Extract to read:
[Start of section]
Red Flags for the “New” Broadcast Rates
“Broadcast” (Radio & TV) compensation rates seemed set in stone for years. That’s because for decades there was relative stasis in the industry. Broadcast was a cash cow that benefited most everyone involved…including freelance voice-actors.
Even though many voice actors back then (or now) were not union members, AFTRA expected it’s members to hold to the line on it’s published broadcast rates. It was a threshold of pay that still sets a standard today.
Those familiar with the broadcast status quo understand the formula that goes into calculating rates for Radio and TV. It includes length of play of the spot in the marketplace, size of the marketplace, type of spot, length of spot, and geographic distribution (those are the biggies…other criteria can come to bear). Again this is BROADCAST rates. Radio and TV.
ENTER THE INTERNET
But not just the internet. Mobile devices too. Tablets. Smartphones. Cultural changes in the expectation of instantaneous delivery. Big band-width. Innovation and optic fiber.
[End of section]
Dataset excerpts:
[Start of section]
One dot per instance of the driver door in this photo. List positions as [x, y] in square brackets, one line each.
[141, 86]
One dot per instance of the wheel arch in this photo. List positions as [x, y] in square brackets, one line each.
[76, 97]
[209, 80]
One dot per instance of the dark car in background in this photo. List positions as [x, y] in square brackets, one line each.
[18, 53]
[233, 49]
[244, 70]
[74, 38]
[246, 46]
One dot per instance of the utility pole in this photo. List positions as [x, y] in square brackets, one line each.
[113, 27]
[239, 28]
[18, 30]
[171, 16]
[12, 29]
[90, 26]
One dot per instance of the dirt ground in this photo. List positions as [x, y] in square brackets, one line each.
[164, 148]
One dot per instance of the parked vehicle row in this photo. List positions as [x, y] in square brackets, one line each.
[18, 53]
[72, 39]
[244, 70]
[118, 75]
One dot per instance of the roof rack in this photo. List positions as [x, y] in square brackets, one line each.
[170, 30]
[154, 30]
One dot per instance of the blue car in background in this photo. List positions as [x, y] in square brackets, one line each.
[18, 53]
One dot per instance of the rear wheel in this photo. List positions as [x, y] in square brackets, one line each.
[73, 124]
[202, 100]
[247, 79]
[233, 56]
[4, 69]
[End of section]
Task details: Write out the part of the broadcast rates article that starts with "Those familiar with" and goes on through "and optic fiber.", reproducing it word for word.

Worked solution:
Those familiar with the broadcast status quo understand the formula that goes into calculating rates for Radio and TV. It includes length of play of the spot in the marketplace, size of the marketplace, type of spot, length of spot, and geographic distribution (those are the biggies…other criteria can come to bear). Again this is BROADCAST rates. Radio and TV.
ENTER THE INTERNET
But not just the internet. Mobile devices too. Tablets. Smartphones. Cultural changes in the expectation of instantaneous delivery. Big band-width. Innovation and optic fiber.